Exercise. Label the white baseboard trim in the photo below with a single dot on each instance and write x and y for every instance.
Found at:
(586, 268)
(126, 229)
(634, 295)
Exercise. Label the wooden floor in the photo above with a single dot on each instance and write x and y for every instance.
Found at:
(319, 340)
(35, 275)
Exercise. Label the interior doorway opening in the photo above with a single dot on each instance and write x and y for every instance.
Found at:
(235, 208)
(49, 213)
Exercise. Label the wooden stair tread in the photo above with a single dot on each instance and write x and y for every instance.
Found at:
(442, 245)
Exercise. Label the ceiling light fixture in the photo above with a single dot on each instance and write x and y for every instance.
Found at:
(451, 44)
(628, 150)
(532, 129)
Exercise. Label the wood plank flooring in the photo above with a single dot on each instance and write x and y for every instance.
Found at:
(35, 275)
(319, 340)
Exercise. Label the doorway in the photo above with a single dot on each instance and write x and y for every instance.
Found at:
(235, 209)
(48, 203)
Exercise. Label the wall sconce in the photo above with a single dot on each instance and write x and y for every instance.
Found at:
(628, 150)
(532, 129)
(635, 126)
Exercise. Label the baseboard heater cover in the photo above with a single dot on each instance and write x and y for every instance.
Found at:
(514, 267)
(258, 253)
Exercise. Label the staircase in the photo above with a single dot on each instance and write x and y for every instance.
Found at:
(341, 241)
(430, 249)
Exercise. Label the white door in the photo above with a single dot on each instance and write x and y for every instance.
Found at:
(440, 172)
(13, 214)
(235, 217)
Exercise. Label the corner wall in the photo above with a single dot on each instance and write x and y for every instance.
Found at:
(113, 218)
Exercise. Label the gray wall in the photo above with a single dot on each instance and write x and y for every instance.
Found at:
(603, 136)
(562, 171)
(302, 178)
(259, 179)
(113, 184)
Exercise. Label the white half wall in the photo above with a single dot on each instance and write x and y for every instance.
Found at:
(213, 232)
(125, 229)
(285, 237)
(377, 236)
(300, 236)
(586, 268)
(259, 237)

**Work to be completed**. Repeat word for word the lines running from the line containing "Exercise. Label the gray" to the end of the entries above, inclusive.

**Solution for this problem**.
Exercise. Label the gray wall in the photo above with a single dot on each instance and write x and y for every instance.
Found at:
(603, 136)
(562, 171)
(302, 178)
(259, 179)
(113, 184)
Exercise. Label the white half wall in the photo above with a single dot on each instance and write x and y for every instance.
Found at:
(213, 232)
(125, 229)
(285, 237)
(377, 236)
(300, 236)
(586, 268)
(259, 237)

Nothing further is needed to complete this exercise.